Aim of the exercise: The response should consist solely of the lines running from the line with "Target: red car door" to the end of the data, retyped exactly.

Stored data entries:
——

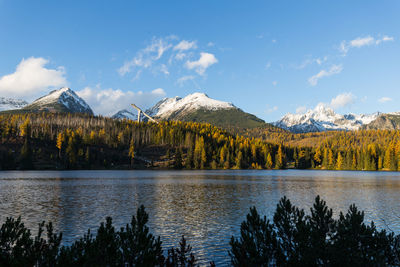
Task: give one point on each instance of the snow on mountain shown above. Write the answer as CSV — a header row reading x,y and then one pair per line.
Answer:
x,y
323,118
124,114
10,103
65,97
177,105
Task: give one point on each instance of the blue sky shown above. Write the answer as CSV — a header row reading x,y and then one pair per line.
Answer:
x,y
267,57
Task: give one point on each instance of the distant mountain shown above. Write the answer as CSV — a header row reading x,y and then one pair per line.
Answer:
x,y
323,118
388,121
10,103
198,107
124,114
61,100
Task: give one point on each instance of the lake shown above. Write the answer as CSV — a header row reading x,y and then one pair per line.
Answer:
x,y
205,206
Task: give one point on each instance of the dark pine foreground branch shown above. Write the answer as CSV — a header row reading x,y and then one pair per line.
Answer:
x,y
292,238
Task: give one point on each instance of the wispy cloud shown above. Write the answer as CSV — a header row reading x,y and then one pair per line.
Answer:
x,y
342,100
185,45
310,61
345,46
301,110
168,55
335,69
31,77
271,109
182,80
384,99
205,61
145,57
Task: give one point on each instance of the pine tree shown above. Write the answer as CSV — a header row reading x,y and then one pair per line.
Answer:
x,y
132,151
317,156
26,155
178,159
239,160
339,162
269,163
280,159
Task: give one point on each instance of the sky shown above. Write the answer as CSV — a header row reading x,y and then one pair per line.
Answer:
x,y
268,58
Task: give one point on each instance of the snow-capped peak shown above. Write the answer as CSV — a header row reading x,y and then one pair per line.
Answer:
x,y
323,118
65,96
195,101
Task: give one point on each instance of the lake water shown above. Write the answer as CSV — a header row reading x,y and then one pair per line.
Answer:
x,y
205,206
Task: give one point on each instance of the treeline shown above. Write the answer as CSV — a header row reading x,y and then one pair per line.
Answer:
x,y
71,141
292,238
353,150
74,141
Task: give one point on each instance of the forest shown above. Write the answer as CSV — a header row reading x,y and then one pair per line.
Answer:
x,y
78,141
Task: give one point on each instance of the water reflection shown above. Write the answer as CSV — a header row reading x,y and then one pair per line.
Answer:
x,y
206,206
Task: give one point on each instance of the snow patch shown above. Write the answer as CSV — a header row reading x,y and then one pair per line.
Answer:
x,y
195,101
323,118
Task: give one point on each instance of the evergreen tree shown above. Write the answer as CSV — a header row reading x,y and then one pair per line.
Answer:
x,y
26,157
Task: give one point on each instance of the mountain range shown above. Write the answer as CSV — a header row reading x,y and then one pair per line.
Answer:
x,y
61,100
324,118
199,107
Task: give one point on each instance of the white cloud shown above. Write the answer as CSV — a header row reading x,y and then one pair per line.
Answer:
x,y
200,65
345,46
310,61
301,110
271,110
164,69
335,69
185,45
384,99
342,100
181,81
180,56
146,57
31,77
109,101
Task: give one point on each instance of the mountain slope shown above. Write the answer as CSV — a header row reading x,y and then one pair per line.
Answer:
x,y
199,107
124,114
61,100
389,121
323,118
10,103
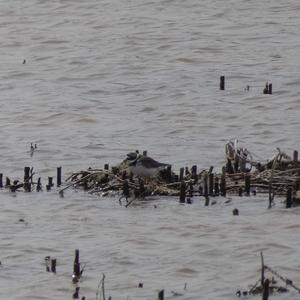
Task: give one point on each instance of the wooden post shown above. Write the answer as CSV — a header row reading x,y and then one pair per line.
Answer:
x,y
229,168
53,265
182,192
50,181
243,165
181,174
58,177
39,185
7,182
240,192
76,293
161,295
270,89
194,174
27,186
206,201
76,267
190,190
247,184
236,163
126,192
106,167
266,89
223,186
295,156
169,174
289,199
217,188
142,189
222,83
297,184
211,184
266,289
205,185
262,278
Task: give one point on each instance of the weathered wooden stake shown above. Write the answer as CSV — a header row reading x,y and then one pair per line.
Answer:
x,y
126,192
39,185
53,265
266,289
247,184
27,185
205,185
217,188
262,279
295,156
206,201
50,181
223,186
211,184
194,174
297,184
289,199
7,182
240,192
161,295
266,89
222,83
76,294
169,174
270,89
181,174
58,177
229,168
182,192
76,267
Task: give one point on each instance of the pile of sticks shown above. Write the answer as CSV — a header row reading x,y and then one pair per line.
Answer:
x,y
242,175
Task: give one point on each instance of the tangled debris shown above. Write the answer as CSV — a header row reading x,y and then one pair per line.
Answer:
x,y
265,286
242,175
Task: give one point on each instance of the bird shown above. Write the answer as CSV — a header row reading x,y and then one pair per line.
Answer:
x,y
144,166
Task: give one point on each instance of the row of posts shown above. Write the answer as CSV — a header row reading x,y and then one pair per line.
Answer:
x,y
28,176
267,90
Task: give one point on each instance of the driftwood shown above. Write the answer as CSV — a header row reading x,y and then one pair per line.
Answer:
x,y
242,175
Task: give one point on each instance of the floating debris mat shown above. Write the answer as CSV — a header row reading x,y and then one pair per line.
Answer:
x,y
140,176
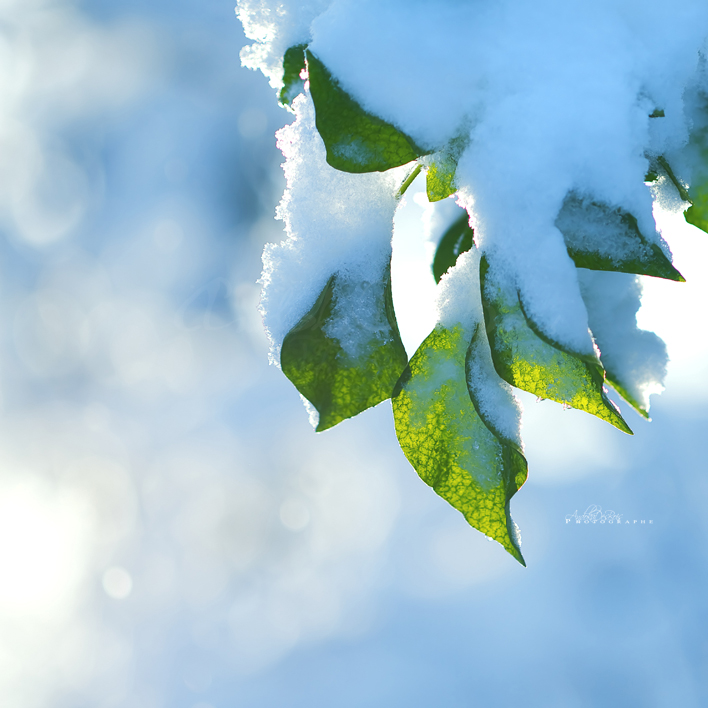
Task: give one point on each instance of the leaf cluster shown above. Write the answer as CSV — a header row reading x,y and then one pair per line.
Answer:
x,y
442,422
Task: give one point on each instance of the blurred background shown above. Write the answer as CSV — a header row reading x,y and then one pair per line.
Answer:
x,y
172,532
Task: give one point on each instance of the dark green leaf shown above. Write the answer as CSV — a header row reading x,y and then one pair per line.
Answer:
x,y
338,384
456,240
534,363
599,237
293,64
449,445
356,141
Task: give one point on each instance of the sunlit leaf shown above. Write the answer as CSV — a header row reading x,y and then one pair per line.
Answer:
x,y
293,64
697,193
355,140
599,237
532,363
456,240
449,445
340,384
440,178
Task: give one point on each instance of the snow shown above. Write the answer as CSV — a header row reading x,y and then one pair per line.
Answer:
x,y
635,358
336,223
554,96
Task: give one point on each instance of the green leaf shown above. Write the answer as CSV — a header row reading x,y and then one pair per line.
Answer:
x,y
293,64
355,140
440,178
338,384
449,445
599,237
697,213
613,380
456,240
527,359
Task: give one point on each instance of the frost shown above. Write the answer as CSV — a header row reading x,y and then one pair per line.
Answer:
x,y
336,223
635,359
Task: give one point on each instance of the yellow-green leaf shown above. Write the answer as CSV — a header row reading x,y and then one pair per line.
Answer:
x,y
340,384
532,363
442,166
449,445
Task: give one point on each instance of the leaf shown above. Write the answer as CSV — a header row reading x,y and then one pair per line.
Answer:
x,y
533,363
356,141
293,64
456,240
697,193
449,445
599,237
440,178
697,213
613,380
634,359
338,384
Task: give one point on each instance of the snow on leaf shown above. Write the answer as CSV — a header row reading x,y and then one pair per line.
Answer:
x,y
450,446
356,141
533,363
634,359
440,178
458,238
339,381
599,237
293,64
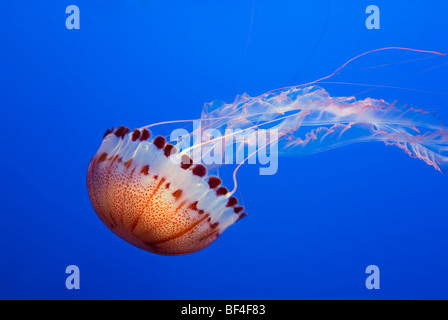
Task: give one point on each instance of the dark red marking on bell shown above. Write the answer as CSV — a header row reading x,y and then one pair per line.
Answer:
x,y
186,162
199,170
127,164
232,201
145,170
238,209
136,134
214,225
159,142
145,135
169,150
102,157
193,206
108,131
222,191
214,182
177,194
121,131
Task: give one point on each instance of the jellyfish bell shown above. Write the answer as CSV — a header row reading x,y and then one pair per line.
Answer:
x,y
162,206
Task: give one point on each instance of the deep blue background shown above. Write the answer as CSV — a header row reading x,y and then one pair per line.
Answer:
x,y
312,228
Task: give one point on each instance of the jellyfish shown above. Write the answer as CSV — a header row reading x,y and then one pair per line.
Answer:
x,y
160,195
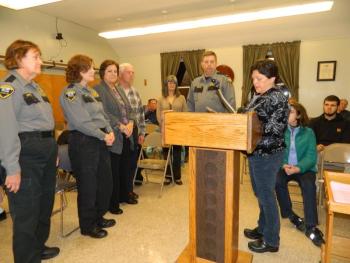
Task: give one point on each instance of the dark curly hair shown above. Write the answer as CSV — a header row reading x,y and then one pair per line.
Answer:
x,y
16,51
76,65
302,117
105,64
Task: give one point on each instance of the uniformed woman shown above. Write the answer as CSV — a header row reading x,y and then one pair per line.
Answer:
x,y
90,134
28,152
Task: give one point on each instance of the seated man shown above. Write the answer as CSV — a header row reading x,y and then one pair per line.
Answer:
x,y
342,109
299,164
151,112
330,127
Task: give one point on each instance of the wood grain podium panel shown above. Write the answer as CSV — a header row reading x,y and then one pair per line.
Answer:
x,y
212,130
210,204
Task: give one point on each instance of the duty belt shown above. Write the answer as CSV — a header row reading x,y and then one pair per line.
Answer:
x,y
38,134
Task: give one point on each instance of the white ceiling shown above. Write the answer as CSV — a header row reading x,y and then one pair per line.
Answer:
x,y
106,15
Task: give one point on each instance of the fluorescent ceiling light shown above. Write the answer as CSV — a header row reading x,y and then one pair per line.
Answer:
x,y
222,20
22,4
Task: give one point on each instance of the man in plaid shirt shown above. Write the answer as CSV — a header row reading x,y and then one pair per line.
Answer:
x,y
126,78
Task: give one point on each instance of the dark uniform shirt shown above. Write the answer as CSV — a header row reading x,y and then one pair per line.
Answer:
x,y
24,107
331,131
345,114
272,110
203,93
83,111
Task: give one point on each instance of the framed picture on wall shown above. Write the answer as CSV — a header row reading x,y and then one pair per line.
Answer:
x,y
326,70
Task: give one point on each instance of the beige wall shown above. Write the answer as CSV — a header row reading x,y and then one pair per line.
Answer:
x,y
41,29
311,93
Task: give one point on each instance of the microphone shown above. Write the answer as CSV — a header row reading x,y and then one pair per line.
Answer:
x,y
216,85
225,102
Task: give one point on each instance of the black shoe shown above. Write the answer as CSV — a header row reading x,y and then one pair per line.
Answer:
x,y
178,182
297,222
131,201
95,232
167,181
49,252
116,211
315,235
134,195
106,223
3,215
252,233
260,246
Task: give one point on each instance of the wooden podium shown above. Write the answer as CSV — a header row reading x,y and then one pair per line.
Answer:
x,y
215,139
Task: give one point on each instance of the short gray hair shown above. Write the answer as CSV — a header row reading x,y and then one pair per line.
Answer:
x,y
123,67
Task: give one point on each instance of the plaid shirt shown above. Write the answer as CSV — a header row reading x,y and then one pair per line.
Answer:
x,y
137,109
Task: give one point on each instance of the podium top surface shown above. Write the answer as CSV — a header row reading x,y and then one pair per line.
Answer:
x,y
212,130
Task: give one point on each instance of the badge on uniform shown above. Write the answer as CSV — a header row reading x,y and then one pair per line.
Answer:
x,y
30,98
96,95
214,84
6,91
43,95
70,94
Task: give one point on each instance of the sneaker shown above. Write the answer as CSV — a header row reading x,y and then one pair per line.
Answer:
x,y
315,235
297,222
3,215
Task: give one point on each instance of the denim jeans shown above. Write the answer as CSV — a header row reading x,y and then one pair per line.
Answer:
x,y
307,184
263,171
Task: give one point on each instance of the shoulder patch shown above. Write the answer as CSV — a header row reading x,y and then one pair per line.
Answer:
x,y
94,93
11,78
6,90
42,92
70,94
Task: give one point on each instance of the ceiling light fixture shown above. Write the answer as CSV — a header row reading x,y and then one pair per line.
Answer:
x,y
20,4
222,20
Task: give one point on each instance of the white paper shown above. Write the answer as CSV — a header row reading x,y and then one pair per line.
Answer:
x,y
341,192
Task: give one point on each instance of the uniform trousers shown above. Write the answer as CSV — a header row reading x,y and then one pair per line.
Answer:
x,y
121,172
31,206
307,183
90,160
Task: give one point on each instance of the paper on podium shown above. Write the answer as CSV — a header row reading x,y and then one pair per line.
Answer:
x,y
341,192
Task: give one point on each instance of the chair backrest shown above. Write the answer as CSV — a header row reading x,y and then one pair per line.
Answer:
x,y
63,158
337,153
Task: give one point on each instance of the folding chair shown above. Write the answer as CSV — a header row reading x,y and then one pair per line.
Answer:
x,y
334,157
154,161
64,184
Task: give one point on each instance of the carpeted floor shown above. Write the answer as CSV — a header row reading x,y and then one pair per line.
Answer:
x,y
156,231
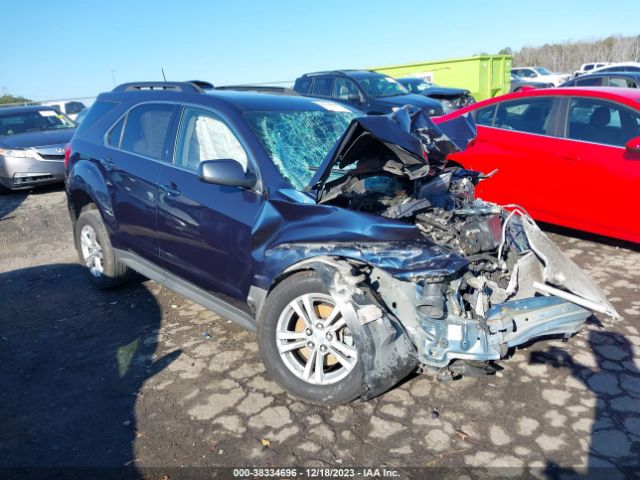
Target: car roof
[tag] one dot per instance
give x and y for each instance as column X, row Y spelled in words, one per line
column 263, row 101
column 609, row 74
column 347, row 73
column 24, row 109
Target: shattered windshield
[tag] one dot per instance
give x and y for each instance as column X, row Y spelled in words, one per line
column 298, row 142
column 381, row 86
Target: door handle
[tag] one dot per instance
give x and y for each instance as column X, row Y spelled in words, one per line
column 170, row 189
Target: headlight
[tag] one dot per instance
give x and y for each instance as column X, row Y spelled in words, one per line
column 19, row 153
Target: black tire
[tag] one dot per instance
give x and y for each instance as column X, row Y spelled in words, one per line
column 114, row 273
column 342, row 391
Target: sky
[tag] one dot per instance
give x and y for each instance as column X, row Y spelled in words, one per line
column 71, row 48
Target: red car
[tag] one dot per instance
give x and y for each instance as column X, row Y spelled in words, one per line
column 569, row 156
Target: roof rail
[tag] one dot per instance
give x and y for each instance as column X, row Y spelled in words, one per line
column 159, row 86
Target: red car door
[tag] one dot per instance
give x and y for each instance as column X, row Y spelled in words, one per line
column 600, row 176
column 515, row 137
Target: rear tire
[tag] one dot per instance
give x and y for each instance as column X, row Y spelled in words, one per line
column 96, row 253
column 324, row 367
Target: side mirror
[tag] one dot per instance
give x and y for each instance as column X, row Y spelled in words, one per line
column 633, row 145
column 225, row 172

——

Solution to this task:
Target: red car door
[tag] one dot per instance
give x and y for each instance as column X, row Y spelled in words, one per line
column 600, row 176
column 515, row 137
Target: rear tire
[tag] one dot per instance
give x and y for each instance as column X, row Y spelled in words, one per line
column 96, row 253
column 324, row 367
Target: side mirror
[tag] one dot per instance
give x and y for each instance as column X, row Y spelled in words, one per line
column 633, row 145
column 225, row 172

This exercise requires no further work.